Ketentuan Soal => Menurut teks bacaan di bawah, angka berapa saja yang pasti dilewati sebelum sampai ke angka 1 dalam rumus yang diilustrasikan Sabrang?

Teks Bacaan =>
****************************************

Dalam konteks tersebut Sabrang berpendapat bahwa jika manusia hanya berdasar kepada informasi literer, informasi tentang apapun itu, maka tidak akan bisa mengantarkan pada kebenaran Tuhan. Manusia harus mengalami pencarian jatidiri, pencarian diri yang sejati, manusia harus mengalami proses-proses lainnya, harus mencari pengetahuan sendiri yang tidak dilakukan oleh manusia lainnya. Maka Tuhan memerintahkan untuk tidak berhenti mencari kebenaran secara terus menerus, bukan mencapai kebenaran kemudian berhenti.

IMG_1675

“Agama memberi kita batas agar kita lebih mengetahui keberadaan kita yang sejati, karena keberadaan itu sendiri dasarnya adalah batas.”

Sabrang M.D.P, Kenduri Cinta (Jan, 2016)

TAK BERHENTI MENCARI

Dengan latar belakang keilmuannya di dunia fisika dan matematika, Sabrang seringkali menyampaikan ilmu-ilmu hikmah melalui ilustrasi rumus-rumus sederhana, khususnya matematika. Salah satunya adalah bahwa angka berapapun maka akan pasti bertemu pada angka 1. Rumusnya: silahkan pilih angka berapapun, apabila angka tersebut bilangan genap, maka dibagi dua. Jika angka tersebut bilangan ganjil, maka dikalikan tiga dan ditambah satu. Dengan catatan, jangan berhenti hingga menemukan angka 1. Sebelum menuju angka 1, pasti akan melewati angka 4 dan 2 terlebih dahulu. Angka 1 disimbolkan sebagai simbol Tuhan, sedangkan angka lainnya diibaratkan adalah cabang-cabang ilmu yang Tuhan anugerahkan kepada manusia. Sabrang lalu meminta dua contoh angka acak kepada jamaah, kemudian disebutlah angka “8” dan “7” yang kemudian disimulasikan dengan rumus sebelumnya, dan benar, begitu rumus tersebut disimulasikan, angka berapapun akan berakhir di angka 1.

****************************************

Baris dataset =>
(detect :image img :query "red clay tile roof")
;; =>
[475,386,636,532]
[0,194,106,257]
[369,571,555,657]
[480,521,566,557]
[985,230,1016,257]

****************************************

Pembahasan Jawaban => Angka 4 dan 2.